(Stored records)
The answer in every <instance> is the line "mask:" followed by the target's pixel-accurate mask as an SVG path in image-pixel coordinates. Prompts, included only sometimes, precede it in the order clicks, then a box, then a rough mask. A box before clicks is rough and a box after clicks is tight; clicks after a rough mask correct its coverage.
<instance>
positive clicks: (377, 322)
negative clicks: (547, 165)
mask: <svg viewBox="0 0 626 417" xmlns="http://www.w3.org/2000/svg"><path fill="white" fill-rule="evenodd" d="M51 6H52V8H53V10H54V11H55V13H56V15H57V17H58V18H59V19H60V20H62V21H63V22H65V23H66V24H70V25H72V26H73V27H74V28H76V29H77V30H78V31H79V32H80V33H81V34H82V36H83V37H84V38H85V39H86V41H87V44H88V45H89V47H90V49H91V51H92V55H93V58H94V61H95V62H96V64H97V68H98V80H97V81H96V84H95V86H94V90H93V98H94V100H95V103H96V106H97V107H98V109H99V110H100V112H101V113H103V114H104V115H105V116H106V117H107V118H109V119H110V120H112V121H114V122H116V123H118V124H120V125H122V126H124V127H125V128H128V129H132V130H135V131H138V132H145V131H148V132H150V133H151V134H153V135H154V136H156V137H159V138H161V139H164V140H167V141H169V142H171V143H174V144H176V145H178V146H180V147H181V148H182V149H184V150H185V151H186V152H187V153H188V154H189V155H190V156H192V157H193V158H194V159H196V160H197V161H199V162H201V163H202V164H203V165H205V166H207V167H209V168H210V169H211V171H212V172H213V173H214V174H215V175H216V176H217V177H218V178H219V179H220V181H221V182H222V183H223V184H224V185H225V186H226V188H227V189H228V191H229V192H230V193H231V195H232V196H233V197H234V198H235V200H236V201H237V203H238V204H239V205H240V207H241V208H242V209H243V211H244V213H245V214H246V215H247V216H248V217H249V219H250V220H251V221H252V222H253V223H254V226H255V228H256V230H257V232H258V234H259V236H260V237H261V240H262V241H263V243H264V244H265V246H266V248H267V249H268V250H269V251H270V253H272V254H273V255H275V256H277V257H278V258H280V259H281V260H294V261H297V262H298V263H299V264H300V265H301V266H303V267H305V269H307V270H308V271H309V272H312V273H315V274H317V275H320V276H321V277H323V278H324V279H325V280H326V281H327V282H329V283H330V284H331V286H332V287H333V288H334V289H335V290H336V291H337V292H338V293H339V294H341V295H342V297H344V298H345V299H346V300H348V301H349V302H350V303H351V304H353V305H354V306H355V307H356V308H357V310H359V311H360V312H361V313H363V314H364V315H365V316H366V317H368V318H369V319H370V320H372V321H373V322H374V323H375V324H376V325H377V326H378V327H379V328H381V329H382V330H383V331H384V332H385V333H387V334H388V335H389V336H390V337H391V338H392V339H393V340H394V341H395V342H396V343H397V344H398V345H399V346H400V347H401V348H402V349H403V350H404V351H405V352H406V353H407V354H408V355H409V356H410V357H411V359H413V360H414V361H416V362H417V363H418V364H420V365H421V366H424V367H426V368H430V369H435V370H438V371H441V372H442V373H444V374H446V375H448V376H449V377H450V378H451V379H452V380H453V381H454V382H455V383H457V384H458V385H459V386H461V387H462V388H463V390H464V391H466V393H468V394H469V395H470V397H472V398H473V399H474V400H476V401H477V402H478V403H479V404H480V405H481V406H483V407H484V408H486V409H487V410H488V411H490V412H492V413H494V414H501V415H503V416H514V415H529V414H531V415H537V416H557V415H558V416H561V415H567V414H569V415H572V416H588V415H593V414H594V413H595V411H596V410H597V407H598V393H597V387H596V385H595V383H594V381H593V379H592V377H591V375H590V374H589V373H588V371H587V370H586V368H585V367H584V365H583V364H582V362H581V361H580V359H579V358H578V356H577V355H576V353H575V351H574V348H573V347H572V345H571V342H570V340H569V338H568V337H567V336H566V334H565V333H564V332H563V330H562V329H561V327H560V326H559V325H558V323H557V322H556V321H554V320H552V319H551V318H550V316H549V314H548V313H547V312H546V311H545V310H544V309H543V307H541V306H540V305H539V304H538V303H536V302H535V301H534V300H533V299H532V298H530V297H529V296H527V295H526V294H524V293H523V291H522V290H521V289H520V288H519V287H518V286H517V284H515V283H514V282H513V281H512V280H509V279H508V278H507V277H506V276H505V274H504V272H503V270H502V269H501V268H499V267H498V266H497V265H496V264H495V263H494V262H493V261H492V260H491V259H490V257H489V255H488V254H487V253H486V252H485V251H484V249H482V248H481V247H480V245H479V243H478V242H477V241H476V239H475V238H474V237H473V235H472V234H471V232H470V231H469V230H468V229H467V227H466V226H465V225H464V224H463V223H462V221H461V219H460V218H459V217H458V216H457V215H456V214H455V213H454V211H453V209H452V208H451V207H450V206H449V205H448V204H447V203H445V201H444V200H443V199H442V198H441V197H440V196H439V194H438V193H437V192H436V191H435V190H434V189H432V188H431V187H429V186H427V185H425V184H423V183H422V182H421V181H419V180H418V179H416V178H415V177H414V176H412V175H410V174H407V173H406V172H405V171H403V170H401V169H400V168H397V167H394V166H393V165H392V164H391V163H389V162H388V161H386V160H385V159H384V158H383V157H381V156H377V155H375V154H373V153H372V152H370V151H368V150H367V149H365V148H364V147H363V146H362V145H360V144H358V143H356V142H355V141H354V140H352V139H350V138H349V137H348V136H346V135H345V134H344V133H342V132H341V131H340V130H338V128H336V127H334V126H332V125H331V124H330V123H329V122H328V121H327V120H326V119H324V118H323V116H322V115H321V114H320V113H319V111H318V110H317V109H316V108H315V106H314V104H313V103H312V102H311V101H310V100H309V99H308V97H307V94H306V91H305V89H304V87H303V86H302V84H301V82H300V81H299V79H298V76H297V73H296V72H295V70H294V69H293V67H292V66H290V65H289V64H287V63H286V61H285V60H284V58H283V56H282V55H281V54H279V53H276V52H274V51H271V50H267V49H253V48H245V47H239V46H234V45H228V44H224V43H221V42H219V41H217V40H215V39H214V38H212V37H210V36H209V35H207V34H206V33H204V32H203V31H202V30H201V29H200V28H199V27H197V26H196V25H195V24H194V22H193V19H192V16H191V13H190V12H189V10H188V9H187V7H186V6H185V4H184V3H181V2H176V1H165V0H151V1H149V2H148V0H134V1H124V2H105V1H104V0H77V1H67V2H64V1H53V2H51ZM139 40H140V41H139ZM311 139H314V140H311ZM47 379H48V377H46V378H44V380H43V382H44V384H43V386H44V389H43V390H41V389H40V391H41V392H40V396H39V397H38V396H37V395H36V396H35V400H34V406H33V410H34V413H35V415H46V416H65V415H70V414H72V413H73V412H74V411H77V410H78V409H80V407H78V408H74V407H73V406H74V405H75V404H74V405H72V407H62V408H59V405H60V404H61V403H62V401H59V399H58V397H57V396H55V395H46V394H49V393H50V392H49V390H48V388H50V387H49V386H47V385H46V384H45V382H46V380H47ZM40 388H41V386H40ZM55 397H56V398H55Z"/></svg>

ACTIVITY -
Lay out the stored records above as a numbered list, one line per item, leaving out any blank lines.

TASK ANSWER -
1. The answer in every <instance> is the line "mask:" followed by the target's pixel-accurate mask as an SVG path in image-pixel coordinates. Prompts, included only sometimes, precede it in the order clicks, then a box, then a rough mask. A box before clicks is rough and a box after clicks is tight; clicks after a rough mask correct its coverage.
2. <instance>
3. positive clicks: (377, 322)
4. negative clicks: (547, 165)
5. mask: <svg viewBox="0 0 626 417" xmlns="http://www.w3.org/2000/svg"><path fill="white" fill-rule="evenodd" d="M51 6H52V8H53V10H54V11H55V13H56V15H57V17H58V18H59V19H60V20H62V21H63V22H65V23H66V24H70V25H72V26H73V27H74V28H76V29H77V30H78V31H79V32H80V33H81V34H82V36H83V37H84V38H85V39H86V41H87V44H88V45H89V47H90V49H91V51H92V55H93V58H94V61H95V62H96V64H97V68H98V80H97V81H96V84H95V86H94V90H93V98H94V100H95V103H96V106H97V107H98V109H99V110H100V112H101V113H103V114H104V115H105V116H106V117H107V118H109V119H110V120H112V121H114V122H116V123H118V124H120V125H122V126H124V127H125V128H128V129H132V130H135V131H138V132H145V131H148V132H150V133H151V134H153V135H154V136H156V137H159V138H161V139H164V140H167V141H169V142H171V143H174V144H176V145H178V146H180V147H181V148H182V149H184V150H185V151H186V152H187V153H188V154H189V155H190V156H192V157H193V158H194V159H196V160H197V161H199V162H201V163H202V164H203V165H205V166H207V167H209V168H210V169H211V171H212V172H213V173H214V174H215V175H216V176H217V177H218V178H219V179H220V181H221V182H222V183H223V184H224V185H225V186H226V188H227V189H228V191H229V192H230V193H231V195H232V196H233V197H234V198H235V200H236V201H237V203H238V204H239V205H240V207H241V208H242V209H243V211H244V213H245V214H246V215H247V216H248V217H249V219H250V220H251V221H252V222H253V223H254V226H255V228H256V230H257V232H258V234H259V236H260V237H261V240H262V241H263V243H264V244H265V246H266V248H267V249H268V250H269V251H270V253H272V254H273V255H275V256H277V257H278V258H280V259H281V260H294V261H297V262H298V263H299V264H300V265H301V266H303V267H305V269H307V270H308V271H309V272H312V273H315V274H317V275H320V276H321V277H323V278H324V279H325V280H326V281H327V282H329V283H330V284H331V286H332V287H333V288H334V289H335V290H336V291H337V292H338V293H339V294H341V295H342V297H344V298H345V299H346V300H348V301H349V302H350V303H351V304H353V305H354V306H355V307H356V308H357V310H359V311H360V312H361V313H363V314H364V315H365V316H366V317H368V318H369V319H370V320H372V321H373V322H374V323H375V324H376V325H377V326H378V327H379V328H381V329H382V330H383V331H384V332H385V333H387V334H388V335H389V336H390V337H391V338H392V339H393V340H394V341H395V342H396V343H397V344H398V345H399V346H400V347H401V348H402V349H403V350H404V351H405V352H406V353H407V354H408V355H409V356H410V357H411V359H413V360H414V361H416V362H417V363H418V364H420V365H421V366H424V367H426V368H430V369H435V370H438V371H441V372H442V373H444V374H446V375H448V376H449V377H450V378H451V379H452V380H453V381H454V382H455V383H457V384H458V385H459V386H461V387H462V388H463V390H464V391H466V393H468V394H469V395H470V397H472V398H473V399H474V400H476V401H477V402H478V403H479V404H480V405H481V406H483V407H484V408H486V409H487V410H488V411H490V412H492V413H494V414H501V415H503V416H514V415H529V414H531V415H537V416H557V415H558V416H561V415H567V414H569V415H572V416H588V415H593V414H594V413H595V411H596V410H597V407H598V393H597V387H596V385H595V383H594V381H593V379H592V377H591V375H590V374H589V373H588V371H587V370H586V368H585V367H584V365H583V364H582V362H581V361H580V359H579V358H578V356H577V355H576V353H575V351H574V348H573V347H572V345H571V342H570V340H569V338H568V337H567V336H566V334H565V333H564V332H563V330H562V329H561V327H560V326H559V325H558V323H557V322H556V321H554V320H552V319H551V318H550V316H549V314H548V313H547V312H546V311H545V310H544V309H543V307H541V306H540V305H539V304H538V303H536V302H535V301H534V300H533V299H532V298H530V297H529V296H527V295H526V294H524V293H523V291H522V290H521V289H520V288H519V287H518V286H517V284H515V283H514V282H513V281H512V280H509V279H508V278H507V277H506V276H505V274H504V272H503V270H502V269H501V268H499V267H498V266H497V265H496V264H495V263H494V262H493V261H492V260H491V259H490V257H489V255H488V254H487V253H486V252H485V251H484V249H482V248H481V247H480V245H479V243H478V242H477V241H476V239H475V238H474V237H473V235H472V234H471V232H470V231H469V230H468V229H467V227H466V226H465V225H464V224H463V223H462V221H461V219H460V218H459V217H458V216H457V215H456V214H455V213H454V211H453V209H452V208H451V207H450V206H449V205H448V204H447V203H445V201H444V200H443V199H442V198H441V197H440V196H439V194H438V193H437V192H436V191H435V190H434V189H432V188H431V187H429V186H427V185H425V184H423V183H422V182H421V181H419V180H418V179H416V178H415V177H414V176H412V175H410V174H407V173H406V172H405V171H403V170H401V169H400V168H397V167H394V166H393V165H392V164H391V163H389V162H388V161H386V160H385V159H384V158H383V157H381V156H377V155H375V154H373V153H372V152H370V151H368V150H367V149H365V148H364V147H363V146H362V145H360V144H358V143H356V142H355V141H354V140H352V139H350V138H349V137H348V136H346V135H345V134H344V133H342V132H341V131H340V130H338V128H336V127H334V126H332V125H331V124H330V123H329V122H328V121H327V120H326V119H324V118H323V116H322V115H321V114H320V113H319V111H318V110H317V109H316V108H315V106H314V104H313V103H312V102H311V101H310V100H309V99H308V97H307V94H306V91H305V89H304V87H303V86H302V84H301V82H300V81H299V79H298V76H297V73H296V72H295V70H294V69H293V67H292V66H290V65H289V64H287V63H286V61H285V60H284V58H283V56H282V55H281V54H279V53H276V52H274V51H271V50H267V49H253V48H245V47H239V46H234V45H228V44H224V43H221V42H219V41H217V40H215V39H214V38H212V37H210V36H209V35H207V34H206V33H204V32H203V31H202V30H201V29H200V28H199V27H197V26H196V25H195V24H194V22H193V19H192V16H191V13H190V12H189V10H188V9H187V7H186V6H185V4H184V3H181V2H176V1H165V0H151V1H149V2H148V0H134V1H124V2H105V1H104V0H77V1H67V2H64V1H53V2H51ZM139 40H140V41H139ZM311 139H314V140H311ZM47 379H48V377H46V378H44V380H43V382H44V384H43V386H44V389H43V390H41V389H40V391H41V392H40V396H39V397H38V396H37V395H36V396H35V400H34V406H33V410H34V413H35V415H46V416H65V415H70V414H72V413H73V412H74V411H77V410H78V409H80V407H78V408H74V407H73V406H74V405H75V404H74V405H72V407H62V408H59V405H60V404H61V403H62V401H59V399H58V397H57V396H55V395H46V394H49V393H50V392H49V390H48V388H50V387H49V386H47V385H46V384H45V382H46V380H47ZM40 388H41V386H40ZM55 397H56V398H55Z"/></svg>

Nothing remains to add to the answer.